→ **EXERCISE DIRECTIONS**: Arrange every line of the data below as a numbered list, skipping any blank lines.

→ **Records from a data collection**:
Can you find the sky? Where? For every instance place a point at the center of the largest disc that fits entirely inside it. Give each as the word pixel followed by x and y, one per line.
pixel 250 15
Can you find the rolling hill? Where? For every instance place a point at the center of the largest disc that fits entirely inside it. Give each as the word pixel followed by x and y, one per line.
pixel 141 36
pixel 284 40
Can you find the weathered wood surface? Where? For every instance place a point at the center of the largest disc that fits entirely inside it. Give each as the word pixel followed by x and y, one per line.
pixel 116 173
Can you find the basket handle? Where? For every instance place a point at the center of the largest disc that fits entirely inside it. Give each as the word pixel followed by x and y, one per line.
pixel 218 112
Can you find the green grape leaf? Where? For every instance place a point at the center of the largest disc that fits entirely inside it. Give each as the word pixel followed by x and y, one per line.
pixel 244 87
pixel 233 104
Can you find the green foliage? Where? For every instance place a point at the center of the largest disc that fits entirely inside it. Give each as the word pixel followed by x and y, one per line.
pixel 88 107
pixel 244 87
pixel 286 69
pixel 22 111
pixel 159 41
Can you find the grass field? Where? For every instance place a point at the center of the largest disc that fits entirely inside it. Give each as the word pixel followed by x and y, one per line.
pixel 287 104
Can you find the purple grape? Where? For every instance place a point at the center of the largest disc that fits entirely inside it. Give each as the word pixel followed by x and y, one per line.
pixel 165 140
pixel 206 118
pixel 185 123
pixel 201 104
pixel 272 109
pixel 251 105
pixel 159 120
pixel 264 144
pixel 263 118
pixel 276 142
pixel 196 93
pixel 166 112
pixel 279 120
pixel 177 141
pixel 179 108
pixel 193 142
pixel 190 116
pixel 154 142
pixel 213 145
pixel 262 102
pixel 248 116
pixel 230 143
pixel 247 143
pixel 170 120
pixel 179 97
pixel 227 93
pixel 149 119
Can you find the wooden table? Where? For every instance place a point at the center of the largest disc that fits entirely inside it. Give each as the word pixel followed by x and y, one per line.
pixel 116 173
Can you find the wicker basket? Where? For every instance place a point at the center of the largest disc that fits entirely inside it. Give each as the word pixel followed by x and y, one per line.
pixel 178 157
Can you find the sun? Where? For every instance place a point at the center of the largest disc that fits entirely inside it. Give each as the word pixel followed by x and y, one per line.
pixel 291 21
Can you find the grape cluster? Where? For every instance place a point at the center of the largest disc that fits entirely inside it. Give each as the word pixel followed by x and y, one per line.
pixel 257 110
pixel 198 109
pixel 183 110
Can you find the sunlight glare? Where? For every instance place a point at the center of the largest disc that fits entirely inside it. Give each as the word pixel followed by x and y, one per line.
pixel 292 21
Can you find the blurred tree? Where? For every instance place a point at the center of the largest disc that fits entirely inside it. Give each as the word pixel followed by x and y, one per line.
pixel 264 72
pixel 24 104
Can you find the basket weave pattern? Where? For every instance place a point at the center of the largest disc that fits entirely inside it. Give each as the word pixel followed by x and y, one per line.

→ **SOLUTION FOR THIS EXERCISE**:
1. Can you find the sky? Where? For every instance place a point at the center of the largest disc that fits entirely inside it. Give each as the word pixel followed by x and y, one per line.
2. pixel 250 15
3. Can you find the rolling hill? Where? For every instance place a point at the center of the largest disc that fits entirely inside it. Give each as the word pixel followed by x and y, one per line.
4. pixel 141 36
5. pixel 284 40
6. Can you find the weathered wood surface? Where? For every instance place a point at the center of the largest disc that fits entirely inside it. Give each as the word pixel followed by x and y, one per line.
7. pixel 116 173
8. Can you find the basket handle? Where? For every instance place a point at the center of the largest disc that fits entirely inside it. Give each as the word pixel followed by x and y, one per line.
9. pixel 218 112
10. Can you find the green grape leaf? Where? For every instance place a point at the center of the largest disc that fits entirely inside it. Give each as the word pixel followed by x and y, one per line.
11. pixel 244 87
12. pixel 233 104
13. Can you find the green foliage? Where? For every instance place a point at the center of the largest disc that fits entirely inside it. Give each as the word pixel followed by x and y, one per line.
14. pixel 88 107
15. pixel 244 87
16. pixel 286 69
17. pixel 22 111
18. pixel 159 41
19. Can you find the grass field? Where? For every instance place a point at the center of the largest disc that fits entirely inside it. Give each as the word pixel followed by x and y, one per line.
20. pixel 287 104
21. Can you find the purple grape? Where? For every instance place a point at the center of the largest disc that fits entirely inside it. Give each as the word pixel followed by x and y, one per line.
22. pixel 165 140
23. pixel 206 118
24. pixel 185 123
25. pixel 201 104
26. pixel 272 109
27. pixel 251 105
28. pixel 159 120
29. pixel 264 144
30. pixel 263 118
31. pixel 276 142
32. pixel 196 93
33. pixel 166 112
34. pixel 279 120
35. pixel 177 141
36. pixel 179 108
37. pixel 193 142
38. pixel 190 116
39. pixel 154 142
40. pixel 213 145
41. pixel 262 102
42. pixel 248 116
43. pixel 230 143
44. pixel 247 143
45. pixel 170 120
46. pixel 179 97
47. pixel 227 93
48. pixel 149 119
49. Can you find the wooden table? Where? For every instance place a point at the center of the largest disc that fits entirely inside it. Give each as the word pixel followed by x and y, one per line.
50. pixel 116 173
51. Can you find the wicker basket? Where? For every instance place a point at the center of the largest disc that fits entirely inside it. Give each as the word pixel followed by x and y, one per line.
52. pixel 178 157
53. Can you find the sun? Where? For every instance place a point at the center of the largest disc that fits entirely inside it. Give each as the word pixel followed by x and y, one per line.
54. pixel 291 21
55. Can you find the grape cluster? Where? For every instance place a point at the center of the largest disc that fits entirely inside it. Give each as the word pixel followed by x and y, one per line.
56. pixel 257 110
57. pixel 198 109
58. pixel 183 110
59. Can you find the sunlight glare? Where? For every instance place a point at the center of the largest disc that fits entirely inside it. Give each as the word pixel followed by x and y, one per line.
60. pixel 292 21
61. Can you find the blurred tree? Where? For every instance place a point at the center of the largest disc that fits entirely inside it. Give each as the word pixel followed by x and y, one per line.
62. pixel 264 72
63. pixel 24 104
64. Can you find the basket weave pattern? Where? For every instance place a point at the center of the largest disc that fits entirely inside it. Give each as the word pixel followed by x and y, one per line.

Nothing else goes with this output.